BEGIN EXTRACTED ENTRIES

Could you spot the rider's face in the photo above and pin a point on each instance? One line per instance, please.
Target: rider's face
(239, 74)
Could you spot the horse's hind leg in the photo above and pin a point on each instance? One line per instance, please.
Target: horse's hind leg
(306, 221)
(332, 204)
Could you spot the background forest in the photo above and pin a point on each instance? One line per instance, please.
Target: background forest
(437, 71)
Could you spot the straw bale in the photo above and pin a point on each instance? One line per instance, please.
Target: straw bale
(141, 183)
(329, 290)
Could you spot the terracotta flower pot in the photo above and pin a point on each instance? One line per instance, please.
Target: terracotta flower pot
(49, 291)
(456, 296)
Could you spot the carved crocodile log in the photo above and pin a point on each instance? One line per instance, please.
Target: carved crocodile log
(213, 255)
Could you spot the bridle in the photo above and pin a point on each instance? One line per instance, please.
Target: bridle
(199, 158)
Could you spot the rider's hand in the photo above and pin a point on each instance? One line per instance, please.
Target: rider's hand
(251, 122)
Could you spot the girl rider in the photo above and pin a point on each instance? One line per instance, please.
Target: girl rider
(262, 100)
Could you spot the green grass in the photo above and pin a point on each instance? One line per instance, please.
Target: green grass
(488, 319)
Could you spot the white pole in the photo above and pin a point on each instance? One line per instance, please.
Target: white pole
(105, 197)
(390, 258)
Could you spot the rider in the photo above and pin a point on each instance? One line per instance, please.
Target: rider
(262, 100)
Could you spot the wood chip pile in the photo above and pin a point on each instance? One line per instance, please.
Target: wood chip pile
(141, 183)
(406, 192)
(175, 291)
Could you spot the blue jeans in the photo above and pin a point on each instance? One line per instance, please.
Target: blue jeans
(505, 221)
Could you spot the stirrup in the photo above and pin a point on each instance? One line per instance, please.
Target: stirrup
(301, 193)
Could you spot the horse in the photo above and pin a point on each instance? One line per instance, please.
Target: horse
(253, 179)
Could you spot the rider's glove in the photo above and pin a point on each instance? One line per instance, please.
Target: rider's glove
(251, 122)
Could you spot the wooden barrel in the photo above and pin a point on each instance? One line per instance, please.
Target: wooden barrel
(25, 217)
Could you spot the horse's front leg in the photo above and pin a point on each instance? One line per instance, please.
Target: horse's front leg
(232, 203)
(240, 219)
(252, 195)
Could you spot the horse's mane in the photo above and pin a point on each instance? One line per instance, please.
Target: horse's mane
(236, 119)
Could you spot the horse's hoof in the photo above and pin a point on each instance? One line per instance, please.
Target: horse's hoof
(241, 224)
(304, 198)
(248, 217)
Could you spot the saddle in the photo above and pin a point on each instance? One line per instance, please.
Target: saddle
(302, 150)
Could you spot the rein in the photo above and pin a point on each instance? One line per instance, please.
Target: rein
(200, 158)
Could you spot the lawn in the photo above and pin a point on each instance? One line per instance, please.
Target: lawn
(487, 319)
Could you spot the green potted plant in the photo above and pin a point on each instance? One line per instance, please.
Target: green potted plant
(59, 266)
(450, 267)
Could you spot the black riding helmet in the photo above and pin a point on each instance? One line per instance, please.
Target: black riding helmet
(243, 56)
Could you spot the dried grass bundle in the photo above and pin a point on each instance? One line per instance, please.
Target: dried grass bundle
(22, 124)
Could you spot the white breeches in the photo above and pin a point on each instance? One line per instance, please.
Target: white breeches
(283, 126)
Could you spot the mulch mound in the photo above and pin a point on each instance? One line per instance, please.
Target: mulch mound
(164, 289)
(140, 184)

END EXTRACTED ENTRIES

→ **WHAT YOU SHOULD DO**
Output all of the data in full, exactly as given.

→ **TASK RESPONSE**
Could you spot the rider's face in the photo above and pin a point on each instance? One line per instance, please.
Target: rider's face
(239, 74)
Could you spot the horse's hind leg in the photo above and pin a point on each instance? One line per instance, please.
Target: horse's hind leg
(306, 221)
(332, 204)
Could you spot the background forest in the photo above and pin a point on each instance? One line per instance, please.
Target: background forest
(437, 71)
Could you spot the straw bale in the photo above and pin a point on each instance? One line per instance, please.
Target: straw bale
(141, 183)
(329, 290)
Could you spot the terracotta flower pot in the photo above and pin a point on each instance? One line per instance, please.
Target: terracotta flower pot
(49, 291)
(456, 296)
Could you spot the carved crocodile log in the photo above and pin a point on each instance? One line per instance, please.
Target: carved crocodile log
(213, 255)
Could you spot the bridle in the photo above and pin a point on each instance? One line per instance, please.
Target: bridle
(199, 158)
Could you spot the rider's hand in the photo above and pin a point on each instance? One line per instance, please.
Target: rider's hand
(251, 122)
Could you spot the girl rider in the photo above and pin a point on each instance? One line per instance, please.
Target: girl rider
(262, 100)
Could you spot the green grass in the photo above and pin a point on each instance? One line per instance, please.
Target: green grass
(488, 319)
Could you spot the white pole in the photo above and pin a point on each instance? One line per instance, please.
Target: white pole
(105, 197)
(390, 258)
Could you spot the rider in the photo above and pin a point on each instance? One line per instance, please.
Target: rider
(262, 100)
Could you spot the wood chip pile in the photo above and pin a point on each instance? One line per instance, please.
Target: wood chip pile
(141, 183)
(406, 192)
(175, 291)
Could you spot the blue jeans in the photo above and pin a point on each instance? One line per instance, please.
Target: blue jeans
(505, 221)
Could you spot the stirrup in the photo above and pin a point on each instance? One line per instance, please.
Target: stirrup
(301, 193)
Could you spot the horse in the photo above and pin a point on each instance? One line per instance, please.
Target: horse
(253, 179)
Could you spot the rider's glove in the photo above and pin a point on each instance? One line per instance, please.
Target: rider's glove
(251, 122)
Could you spot the wooden barrel in the photo above and pin a point on each instance? One line per instance, please.
Target: wooden barrel
(25, 217)
Could you spot the horse's front leg in the photo above and pin a point on each instance? One line per instance, please.
Target: horse's front leg
(232, 203)
(240, 219)
(252, 195)
Could you spot the horse's mane in the photo above and pin a point on each instance? One line per instance, please.
Target: horse's mane
(236, 119)
Could you spot the horse's hoof in the photo above and pin a point on each instance? One line per instance, please.
Target: horse's hoof
(241, 224)
(304, 198)
(248, 217)
Could you spot the saddle in the photo above and pin a point on each instance? One line per instance, please.
Target: saddle
(302, 150)
Could you spot the rein in the photo above and pin a point on each instance? One line per instance, please.
Target: rein
(200, 158)
Could you spot the lawn in the photo above and pin a point on each instance? One line per instance, please.
Target: lawn
(487, 319)
Could you spot the green potted plant in the photo above and pin a point on each instance? One line per instance, please.
Target: green potted plant
(59, 266)
(450, 267)
Could you spot the black riding helmet in the photo above and pin a point on each instance? One line per instance, please.
Target: black riding helmet
(243, 56)
Could you spot the dried grass bundle in the photo above and pin a point on each instance? One line per instance, please.
Target: dried grass bundle
(22, 124)
Could you spot the white breeches in the photo above and pin a point on each instance? One line per instance, please.
Target: white breeches
(283, 126)
Could you spot the mulch mound in the photo above and pin a point on each instance? One line per instance, please.
Target: mulch mound
(164, 289)
(140, 184)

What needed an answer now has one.